_Short problem:_ Return, character for character, the lines of the listing below that begin at the line containing "Tag the window" and stop after the line containing "[(372, 10)]", with both of those lines included.

Position identification records
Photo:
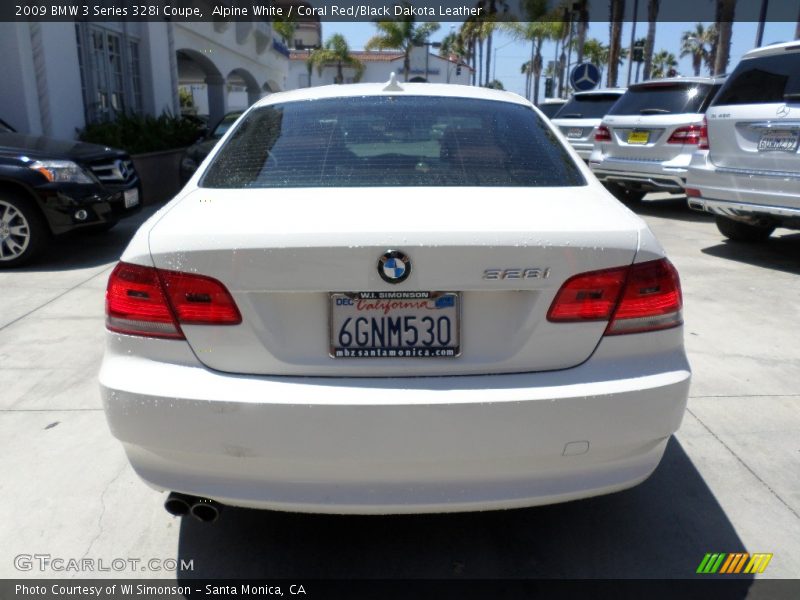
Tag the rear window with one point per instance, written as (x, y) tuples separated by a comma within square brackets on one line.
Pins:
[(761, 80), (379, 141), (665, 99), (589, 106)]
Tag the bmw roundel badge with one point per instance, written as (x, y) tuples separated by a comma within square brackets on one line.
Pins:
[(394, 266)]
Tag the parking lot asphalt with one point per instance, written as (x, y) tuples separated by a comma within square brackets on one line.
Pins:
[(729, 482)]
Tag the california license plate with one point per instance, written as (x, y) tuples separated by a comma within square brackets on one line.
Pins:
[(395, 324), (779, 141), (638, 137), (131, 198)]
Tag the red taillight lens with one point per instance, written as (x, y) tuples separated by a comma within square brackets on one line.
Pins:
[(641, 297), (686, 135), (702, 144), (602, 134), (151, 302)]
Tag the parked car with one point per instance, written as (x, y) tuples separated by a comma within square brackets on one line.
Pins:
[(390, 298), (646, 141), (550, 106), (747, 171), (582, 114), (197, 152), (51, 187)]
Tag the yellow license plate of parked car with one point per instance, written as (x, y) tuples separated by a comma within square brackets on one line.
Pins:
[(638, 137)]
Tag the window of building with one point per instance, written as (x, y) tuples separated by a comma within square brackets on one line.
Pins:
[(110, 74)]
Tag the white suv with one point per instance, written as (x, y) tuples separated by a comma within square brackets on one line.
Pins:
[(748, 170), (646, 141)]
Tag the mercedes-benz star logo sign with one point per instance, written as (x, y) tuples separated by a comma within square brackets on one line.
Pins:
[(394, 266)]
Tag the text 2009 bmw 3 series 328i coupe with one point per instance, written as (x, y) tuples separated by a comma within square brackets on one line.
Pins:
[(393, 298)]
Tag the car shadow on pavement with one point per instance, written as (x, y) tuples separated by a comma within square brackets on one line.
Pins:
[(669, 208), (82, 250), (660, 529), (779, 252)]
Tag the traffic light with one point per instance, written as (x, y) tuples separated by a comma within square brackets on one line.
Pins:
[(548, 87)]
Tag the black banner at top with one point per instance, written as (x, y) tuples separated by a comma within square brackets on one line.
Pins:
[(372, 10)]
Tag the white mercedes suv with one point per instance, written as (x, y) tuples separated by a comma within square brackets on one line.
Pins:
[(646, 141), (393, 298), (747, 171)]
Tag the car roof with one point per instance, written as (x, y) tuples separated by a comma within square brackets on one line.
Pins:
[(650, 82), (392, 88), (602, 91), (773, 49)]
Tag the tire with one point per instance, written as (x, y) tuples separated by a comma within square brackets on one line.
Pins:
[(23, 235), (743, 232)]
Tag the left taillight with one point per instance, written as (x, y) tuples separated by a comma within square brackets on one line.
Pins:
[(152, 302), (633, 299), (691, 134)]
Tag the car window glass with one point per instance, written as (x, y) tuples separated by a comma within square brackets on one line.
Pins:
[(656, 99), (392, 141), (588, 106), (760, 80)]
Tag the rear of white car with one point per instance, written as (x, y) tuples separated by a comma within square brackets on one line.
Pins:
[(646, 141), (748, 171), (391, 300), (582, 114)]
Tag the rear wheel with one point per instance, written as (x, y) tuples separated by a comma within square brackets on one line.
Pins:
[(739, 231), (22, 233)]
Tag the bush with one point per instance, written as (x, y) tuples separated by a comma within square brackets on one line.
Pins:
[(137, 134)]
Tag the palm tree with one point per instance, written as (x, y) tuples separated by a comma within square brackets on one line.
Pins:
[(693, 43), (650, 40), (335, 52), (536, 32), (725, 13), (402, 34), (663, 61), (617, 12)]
* * *
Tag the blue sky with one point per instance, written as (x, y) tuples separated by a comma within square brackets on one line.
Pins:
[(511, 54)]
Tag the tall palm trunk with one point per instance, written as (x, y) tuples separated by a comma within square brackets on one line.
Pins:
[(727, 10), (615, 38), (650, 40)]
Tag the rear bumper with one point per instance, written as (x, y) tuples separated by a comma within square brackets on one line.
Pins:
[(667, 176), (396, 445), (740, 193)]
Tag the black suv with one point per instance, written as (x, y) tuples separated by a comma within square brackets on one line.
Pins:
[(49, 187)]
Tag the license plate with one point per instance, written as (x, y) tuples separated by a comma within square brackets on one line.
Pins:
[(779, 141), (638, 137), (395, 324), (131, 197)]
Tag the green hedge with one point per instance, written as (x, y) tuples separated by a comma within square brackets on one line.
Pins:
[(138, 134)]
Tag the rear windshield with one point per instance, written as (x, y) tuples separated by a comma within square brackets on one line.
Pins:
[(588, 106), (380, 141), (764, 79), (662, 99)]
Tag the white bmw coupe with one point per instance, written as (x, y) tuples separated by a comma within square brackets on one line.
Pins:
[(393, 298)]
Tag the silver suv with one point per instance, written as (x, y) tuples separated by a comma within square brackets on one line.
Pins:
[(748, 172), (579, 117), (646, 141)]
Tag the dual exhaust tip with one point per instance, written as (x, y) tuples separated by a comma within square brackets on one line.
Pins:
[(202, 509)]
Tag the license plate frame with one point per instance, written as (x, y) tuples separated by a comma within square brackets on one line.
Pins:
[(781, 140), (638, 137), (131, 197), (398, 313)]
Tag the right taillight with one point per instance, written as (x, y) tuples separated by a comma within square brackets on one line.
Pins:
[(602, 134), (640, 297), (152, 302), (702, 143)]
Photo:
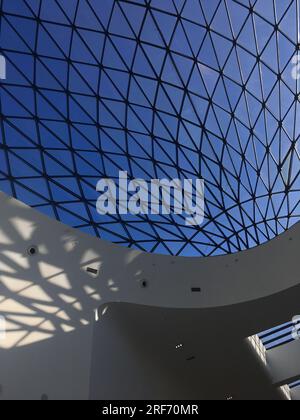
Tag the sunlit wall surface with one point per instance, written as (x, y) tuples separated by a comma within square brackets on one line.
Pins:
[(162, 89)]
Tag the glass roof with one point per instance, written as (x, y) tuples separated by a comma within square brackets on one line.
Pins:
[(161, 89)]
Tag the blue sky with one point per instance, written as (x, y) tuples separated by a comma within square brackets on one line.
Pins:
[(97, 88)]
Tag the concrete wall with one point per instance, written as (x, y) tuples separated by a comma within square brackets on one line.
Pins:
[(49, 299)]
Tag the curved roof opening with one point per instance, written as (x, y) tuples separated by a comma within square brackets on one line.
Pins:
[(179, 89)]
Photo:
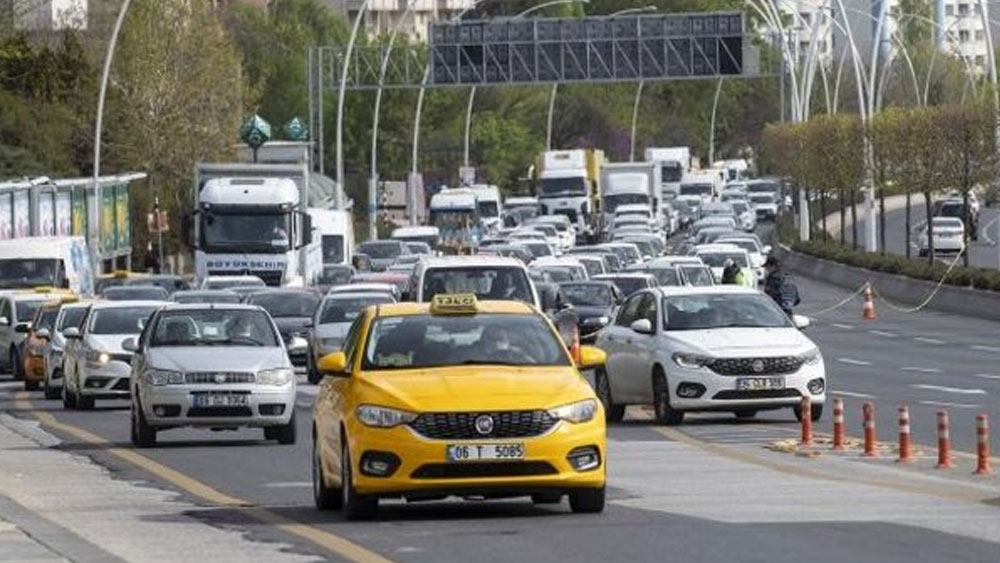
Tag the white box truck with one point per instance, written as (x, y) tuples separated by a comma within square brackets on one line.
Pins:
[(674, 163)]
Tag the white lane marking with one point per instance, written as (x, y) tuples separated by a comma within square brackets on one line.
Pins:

_The result:_
Tag the window of building with one point per instance, written as (x, y) tuples separated by a comma within square brackets on one line.
Pins:
[(110, 74)]
Tag the white suv with one point per instance, written as (x, y) tuples separated by a comma within square brackets on one line.
Pins:
[(748, 170), (646, 141)]
Tag the mercedes-benz star logo sign with one point per instance, written as (x, y) tuples separated by a comma within square brackets on one line.
Pins:
[(394, 266)]
Tag the text 2009 bmw 3 series 328i coupe with one point per instance, written as (x, y) tuples separated by a comma within square brackets on one line.
Pins:
[(393, 298)]
Tag the car shadow on pavement with one point per instance, written as (x, y) tuples separated by a comma within square brackets on one line.
Pins:
[(669, 208), (82, 250), (660, 529), (779, 252)]
Tag the traffic light with one point per instance, written as (x, y) tuples separated by a comma within square brackets on one line.
Pins:
[(548, 87)]
Tag the black banner at top with one point per instance, written as (x, y) tuples separated by a comma within square brackets on one line.
Pins:
[(372, 10)]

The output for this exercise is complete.